• Your task: An exact transcription of all the data is required, with every image removed.

[Collected data]

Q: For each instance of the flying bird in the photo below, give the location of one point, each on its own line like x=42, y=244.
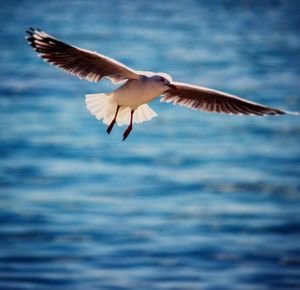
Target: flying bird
x=128, y=104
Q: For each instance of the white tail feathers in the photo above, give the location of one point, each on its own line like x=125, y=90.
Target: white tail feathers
x=104, y=107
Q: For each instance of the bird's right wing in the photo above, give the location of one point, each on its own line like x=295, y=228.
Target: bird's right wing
x=85, y=64
x=201, y=98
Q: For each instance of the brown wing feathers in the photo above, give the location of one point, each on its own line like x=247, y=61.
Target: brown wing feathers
x=85, y=64
x=199, y=98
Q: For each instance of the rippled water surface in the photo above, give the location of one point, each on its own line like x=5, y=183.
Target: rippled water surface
x=191, y=200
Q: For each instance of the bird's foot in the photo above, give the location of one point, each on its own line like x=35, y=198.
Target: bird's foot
x=127, y=132
x=109, y=128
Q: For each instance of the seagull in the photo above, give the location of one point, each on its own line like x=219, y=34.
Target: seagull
x=128, y=104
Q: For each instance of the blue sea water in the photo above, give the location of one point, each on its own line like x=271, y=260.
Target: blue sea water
x=191, y=200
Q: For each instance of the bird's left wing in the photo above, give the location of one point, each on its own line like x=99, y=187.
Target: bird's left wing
x=85, y=64
x=201, y=98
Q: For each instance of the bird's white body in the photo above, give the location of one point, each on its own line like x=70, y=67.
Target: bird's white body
x=135, y=93
x=128, y=103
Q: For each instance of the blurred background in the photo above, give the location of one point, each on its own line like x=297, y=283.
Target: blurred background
x=191, y=200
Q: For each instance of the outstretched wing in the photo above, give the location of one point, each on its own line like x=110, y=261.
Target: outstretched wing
x=85, y=64
x=200, y=98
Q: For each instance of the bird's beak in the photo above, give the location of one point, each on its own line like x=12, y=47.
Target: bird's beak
x=172, y=87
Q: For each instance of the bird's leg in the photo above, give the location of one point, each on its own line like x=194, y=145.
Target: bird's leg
x=109, y=128
x=128, y=130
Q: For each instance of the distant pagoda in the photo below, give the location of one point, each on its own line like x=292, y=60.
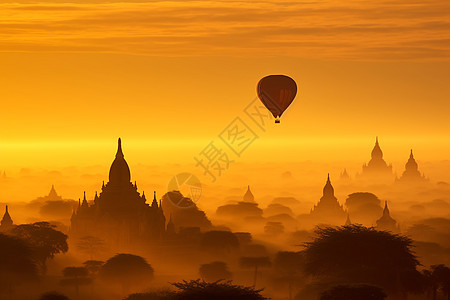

• Solution to the exercise:
Q: For each instance of the flying bird in the photo below, give the location of one point, each on its own line like x=42, y=244.
Target: flying bird
x=128, y=104
Q: For each instance of the white tail feathers in the photo above, give the location of one point, each on its own line like x=125, y=90.
Target: white tail feathers
x=104, y=107
Q: For each instance of the bird's right wing in the photo above, give the location of one point, each on its own line like x=295, y=228.
Target: bird's right wing
x=85, y=64
x=201, y=98
Q: For each instance of the brown wing feathers in the photo above, give the location of one point, each on its own line like x=247, y=61.
Target: brown wing feathers
x=85, y=64
x=199, y=98
Q: For each instance of the rippled water surface in the photo above, give the location of one point, each on its own line like x=5, y=183.
Target: rippled water surface
x=191, y=200
Q: For each instance of the bird's foot in the photo above, give the location of one point, each on its own line like x=35, y=198.
Target: bird's foot
x=127, y=132
x=109, y=128
Q: For each instance of the seagull in the photo above, give the location of one point, each on its own line like x=219, y=34.
Target: seagull
x=128, y=104
Q: For each instance of the blue sea water in the photo above, give the location of one point, each on its own line like x=271, y=260.
Target: blue sea water
x=191, y=200
Q: For each instance of the bird's left wing in the photo above, give the location of one point, each on its own line like x=99, y=187.
Target: bird's left wing
x=85, y=64
x=201, y=98
Q: For each instance of the bird's white body in the photo above, give the location of one point, each on its own line like x=70, y=67.
Target: bird's white body
x=135, y=93
x=128, y=103
Q: For each instance of the blurred background in the photo above, give the location of one point, each on its own line like x=297, y=283.
Target: blurred background
x=191, y=200
Q: For each instance of the outstretched wing in the photo above, give the location of one point, each on its own line like x=110, y=261.
Target: outstretched wing
x=85, y=64
x=200, y=98
Q: For each instance of the bird's beak in the photo above, give the location of one point, each on its own line like x=12, y=47.
Target: bird's beak
x=172, y=87
Q: For each instance of the bird's leg in the photo above, give the location of one point, each on its own line like x=194, y=145.
Target: bird's leg
x=109, y=128
x=128, y=130
Q: For each instance of the distant pagoda in the photo below, give the location of one point, each on its own line like x=292, y=60.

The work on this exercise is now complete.